[Raw material]

┌────────

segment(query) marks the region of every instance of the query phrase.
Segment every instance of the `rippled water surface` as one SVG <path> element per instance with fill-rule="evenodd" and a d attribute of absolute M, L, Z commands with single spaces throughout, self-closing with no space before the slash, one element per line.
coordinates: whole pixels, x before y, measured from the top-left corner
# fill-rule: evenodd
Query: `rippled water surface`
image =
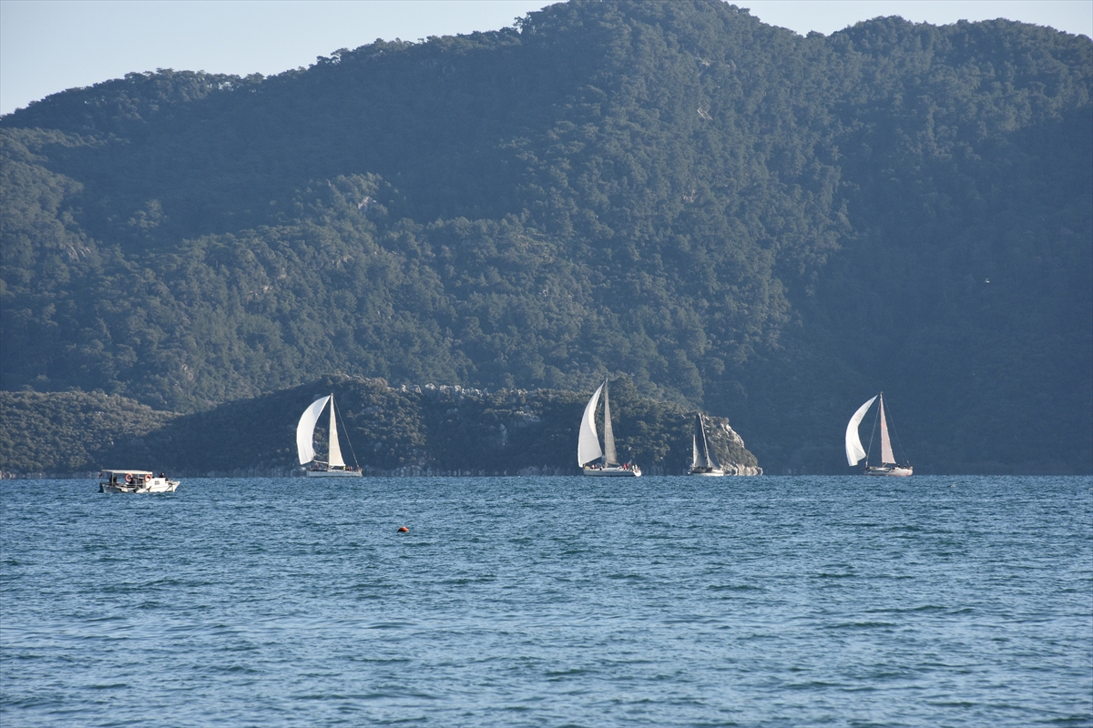
<path fill-rule="evenodd" d="M 3 726 L 1093 724 L 1093 478 L 96 490 L 0 484 Z"/>

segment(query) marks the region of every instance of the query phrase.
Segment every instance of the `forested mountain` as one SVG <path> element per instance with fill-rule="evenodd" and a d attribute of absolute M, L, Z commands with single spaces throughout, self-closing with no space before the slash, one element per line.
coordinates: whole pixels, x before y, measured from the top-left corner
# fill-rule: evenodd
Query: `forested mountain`
<path fill-rule="evenodd" d="M 393 387 L 380 379 L 330 375 L 190 415 L 155 413 L 116 395 L 0 392 L 0 474 L 141 467 L 185 476 L 303 475 L 296 422 L 329 393 L 338 403 L 345 461 L 369 475 L 579 473 L 574 423 L 584 394 Z M 686 472 L 693 411 L 642 396 L 625 378 L 612 384 L 611 406 L 623 462 L 651 475 Z M 316 427 L 317 452 L 327 452 L 328 421 L 324 416 Z M 707 430 L 710 453 L 727 472 L 762 473 L 728 420 L 713 418 Z"/>
<path fill-rule="evenodd" d="M 846 472 L 1093 472 L 1093 43 L 585 2 L 0 119 L 14 391 L 199 413 L 322 372 L 729 416 Z"/>

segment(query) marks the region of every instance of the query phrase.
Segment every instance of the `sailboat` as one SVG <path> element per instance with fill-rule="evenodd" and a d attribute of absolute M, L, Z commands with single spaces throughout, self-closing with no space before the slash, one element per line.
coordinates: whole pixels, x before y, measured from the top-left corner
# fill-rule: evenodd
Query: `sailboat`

└────────

[Work required] Lay out the material above as a numbered list, one line per item, skipping the blank lines and leaving out the pictures.

[Problem solution]
1. segment(query) marks the region of every instance of the query phrase.
2. Segment every instance of the `rippled water surface` as one SVG <path> element per instance with fill-rule="evenodd" and a d attribute of absolute M, L, Z commands with single spaces throughout, self-closing with no space before the slash, one element per line.
3. coordinates: whole pixels, x before y, measured from the top-left corner
4. # fill-rule: evenodd
5. Query: `rippled water surface`
6. image =
7. <path fill-rule="evenodd" d="M 3 726 L 1093 724 L 1093 478 L 96 490 L 0 484 Z"/>
8. segment(query) marks the region of every instance of the query phrase.
9. Segment every instance of the `forested mountain` as one SVG <path> element per instance with fill-rule="evenodd" and a d attribute of absolute M, L, Z commands with single spaces throughout, self-closing with no space before the slash, one element per line.
10. coordinates: whole pixels, x before y, measured from the top-left corner
11. # fill-rule: evenodd
12. Query: `forested mountain`
13. <path fill-rule="evenodd" d="M 393 387 L 380 379 L 330 375 L 190 415 L 155 413 L 116 395 L 0 392 L 0 474 L 141 467 L 185 476 L 303 475 L 296 422 L 329 393 L 338 403 L 345 461 L 369 475 L 579 473 L 574 423 L 584 394 Z M 686 472 L 693 411 L 642 396 L 625 378 L 612 384 L 611 406 L 623 462 L 651 475 Z M 316 427 L 317 452 L 327 452 L 328 421 L 324 416 Z M 707 430 L 710 453 L 727 472 L 762 473 L 728 420 L 713 418 Z"/>
14. <path fill-rule="evenodd" d="M 846 472 L 1093 472 L 1093 43 L 585 2 L 0 119 L 14 391 L 199 413 L 322 372 L 729 416 Z"/>
15. segment(query) marks the region of every instance of the query phrase.
16. Segment every instance of the `sailboat` as one SVG <path> element per instance with fill-rule="evenodd" and a d attribute of absolute M, L, Z commands with single spaces throughout, self-closing with no space before the slash, one element per line.
17. coordinates: whole pixels, x before y, measured from the top-left corner
18. # fill-rule: evenodd
19. Query: `sailboat`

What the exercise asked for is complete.